───── PASSAGE GIVEN

Amazon RDS Video Tutorial
Watch this Amazon RDS tutorial for a visual walkthrough of core concepts, managed database architecture, and practical AWS RDS usage.
What is Amazon RDS?
Amazon RDS is AWS’s managed relational database service. It is designed for teams that want relational engines such as MySQL, PostgreSQL, MariaDB, Oracle, and SQL Server without self-managing the full database infrastructure layer.
Instead of manually building database servers, setting up backups, maintaining patch cycles, and handling routine operational plumbing, you launch an RDS database with the engine, compute size, storage profile, network placement, and availability pattern that fit your workload.
Managed database operations
RDS reduces the day-to-day undifferentiated work around provisioning, automated backups, and patching so teams can spend more time on schema, application logic, and performance decisions.
Choice of relational engines
You can align the platform with application compatibility, licensing requirements, migration goals, and team familiarity rather than forcing every workload into one engine.
Availability and read scaling options
RDS supports resilience-focused deployment patterns such as Multi-AZ and read-focused patterns such as Read Replicas, which solve different problems.
Why Use Amazon RDS?
RDS fits well when you need a relational database but do not want to treat the database layer like a fully self-managed fleet. It is commonly used in SaaS platforms, internal systems, transactional application backends, reporting workloads, and modernization projects moving from on-premises environments into AWS.
Typical reasons engineers choose RDS
- To run managed MySQL or PostgreSQL databases for modern web applications
- To host enterprise systems that depend on Oracle or SQL Server
- To reduce manual database administration overhead
- To improve resilience using Multi-AZ patterns
- To scale read-heavy applications using Read Replicas
- To modernize legacy database operations without abandoning relational models
Amazon RDS Supported Database Engines
Amazon RDS supports multiple relational engines so that one platform can serve a wide range of workloads. For most learning and architecture conversations, the key families to remember are Aurora, MySQL, PostgreSQL, MariaDB, Oracle, and SQL Server.

──────────

* **AIM**
Write the next part of the Amazon RDS overview, picking up right after its final sentence.

───── INFORMATION SUPPLIED

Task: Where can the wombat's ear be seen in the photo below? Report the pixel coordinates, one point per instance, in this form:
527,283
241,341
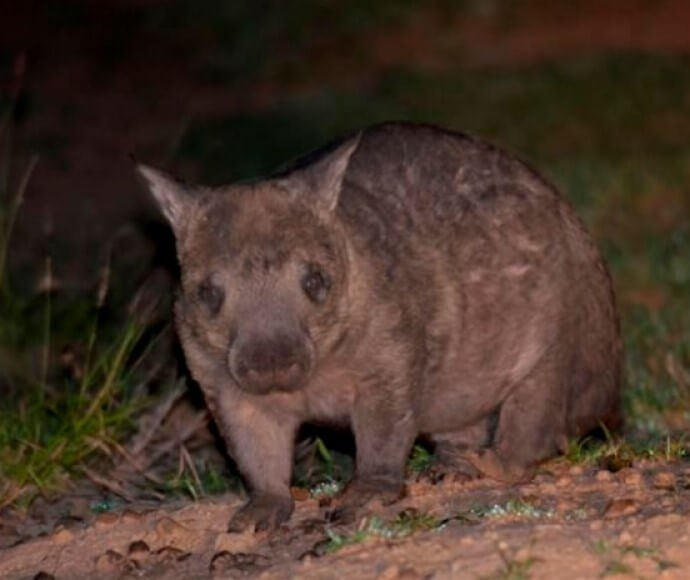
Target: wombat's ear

──────────

* **EXPECTED ANSWER**
Amazon RDS Architecture Diagram
This diagram shows a practical RDS architecture thought process: applications connect through the network and security layers to a primary database instance or writer, backups and monitoring protect operations, and availability or read scaling patterns are added depending on what the workload needs.
Common Amazon RDS Deployment Patterns
Single-AZ development database
Common for labs, internal testing, and cost-sensitive non-production environments where availability expectations are lower.
Production Multi-AZ database
Common when the workload must stay available during underlying failures and when the database is part of a critical application path.
Read-heavy application with replicas
Useful when reporting, dashboards, analytics-style reads, or high-volume queries would overload the primary instance.
Migration-friendly managed database
Useful when moving existing applications from on-premises environments that already depend on MySQL, PostgreSQL, Oracle, or SQL Server.
Aurora-first architecture
Useful when teams want Aurora-specific operational or scaling characteristics but still want to stay within the broader RDS ecosystem.
Amazon RDS Engine Comparison
This comparison is designed as a hub-level decision aid. It is not meant to replace dedicated engine pages, but it helps users understand when each path generally fits best.
| Engine | Good fit when | Why teams choose it | Things to watch | Suggested child page |
|---|---|---|---|---|
| Aurora | You want an AWS-optimized relational engine with its own scaling and storage behavior. | Stronger cloud-native story, deeper Aurora-specific features, strong production interest. | Aurora should usually be evaluated separately rather than treated like ordinary RDS MySQL/PostgreSQL. | /aws/aurora/ |
| MySQL | Your application or team already aligns with MySQL conventions. | Widespread familiarity and broad compatibility across many application stacks. | Do not choose it automatically just because it is common; validate workload needs. | /aws/rds/mysql/ |
| PostgreSQL | You want an advanced open-source relational engine with strong ecosystem adoption. | Often preferred for modern application backends and flexible SQL capabilities. | Still requires engine-specific tuning and operational understanding. | /aws/rds/postgresql/ |
| MariaDB | You specifically need MariaDB compatibility or have an application dependency on it. | Useful when the migration path or existing application stack is MariaDB-oriented. | Make sure the application truly requires MariaDB rather than generic MySQL-style compatibility. | /aws/rds/mariadb/ |
| Oracle | You have enterprise workloads tied to Oracle features, licensing, or software dependency. | Supports organizations modernizing Oracle-backed applications into AWS. | Licensing, operational expectations, and app dependency matter more here. | /aws/rds/oracle/ |
| SQL Server | Your application stack is closely aligned with Microsoft SQL Server. | Fits organizations with SQL Server-dependent business systems and app compatibility needs. | Cost and compatibility requirements should be reviewed carefully. | /aws/rds/sql-server/ |
Multi-AZ vs Read Replicas in Amazon RDS
This is one of the most important RDS concepts. Engineers often hear both terms early and assume they are interchangeable. They are not. They solve different problems.
Multi-AZ
Multi-AZ is primarily about availability and failover. It is chosen when downtime and service continuity matter. In classic Multi-AZ DB instance patterns, the standby exists for failover and does not behave like a general read-scaling target.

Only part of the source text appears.